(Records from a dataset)
■ ■ ■
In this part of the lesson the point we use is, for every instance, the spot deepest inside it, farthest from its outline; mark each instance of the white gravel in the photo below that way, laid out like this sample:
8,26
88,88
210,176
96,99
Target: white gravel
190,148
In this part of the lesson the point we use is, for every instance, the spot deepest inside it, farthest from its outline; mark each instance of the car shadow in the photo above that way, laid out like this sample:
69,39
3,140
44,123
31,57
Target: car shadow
■ ■ ■
**What to produce**
How many lines in the records above contain the word "inside"? Give only the number.

**Response below**
2